Given text:
And even though there were no autumn leaves anywhere to be found in "Autumn Leaves", this song and its lulling effect played (surprising enough) a somewhat significant part when it came to setting the pace and mood of this film's stormy plot-line.
Many years following this picture's 1956 release, Joan Crawford stated, in an interview, that of her later films, "Autumn Leaves" was, indeed, her #1 favourite.
I think that that was kind of a funny thing for Crawford to say, since, from my perspective, I clearly found her to be miscast in her role as Millie Wetherby, the longing, lonely, middle-aged typing-dynamo who finally finds her man (who's half her age) only to discover that an unbalanced mind lurks behind those twinkling, baby-blue eyes of his.
From my point of view, even though "Autumn Leaves" had all the makings of being a fairly intriguing picture and its subject matter was certainly handled in a mature fashion, I found that a lot of the story (especially the ending) just didn't ring true.

Data entries:
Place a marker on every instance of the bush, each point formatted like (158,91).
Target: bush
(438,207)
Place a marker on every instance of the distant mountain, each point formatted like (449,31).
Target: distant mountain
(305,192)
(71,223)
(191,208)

Exercise prompt:
Write the next part of the review of the film "Autumn Leaves," beginning after its final sentence.

Expected output:
Like I said earlier, Joan Crawford just wasn't well-suited for her role as a woman who would allow a man (regardless of how cute he was) to slap her around and brutalize her. And, then, after all was said and done, actually come crawling back for more. (Oh? Yeah!?)
Yes. "Autumn Leaves" was a decidedly flawed affair and its dead-serious dramatics contained some unintentionally humorous moments, but, all the same, I think that this 1950's Chick Flick was certainly well-worth a view just to see how mental illness was looked upon in the realm of Hollywood movies nearly 60 years ago.
Filmed in b&w, "Autumn Leaves" was directed by Robert Aldrich whose other notable films included - Kiss Me Deadly, Whatever Happened To Baby Jane and The Dirty Dozen.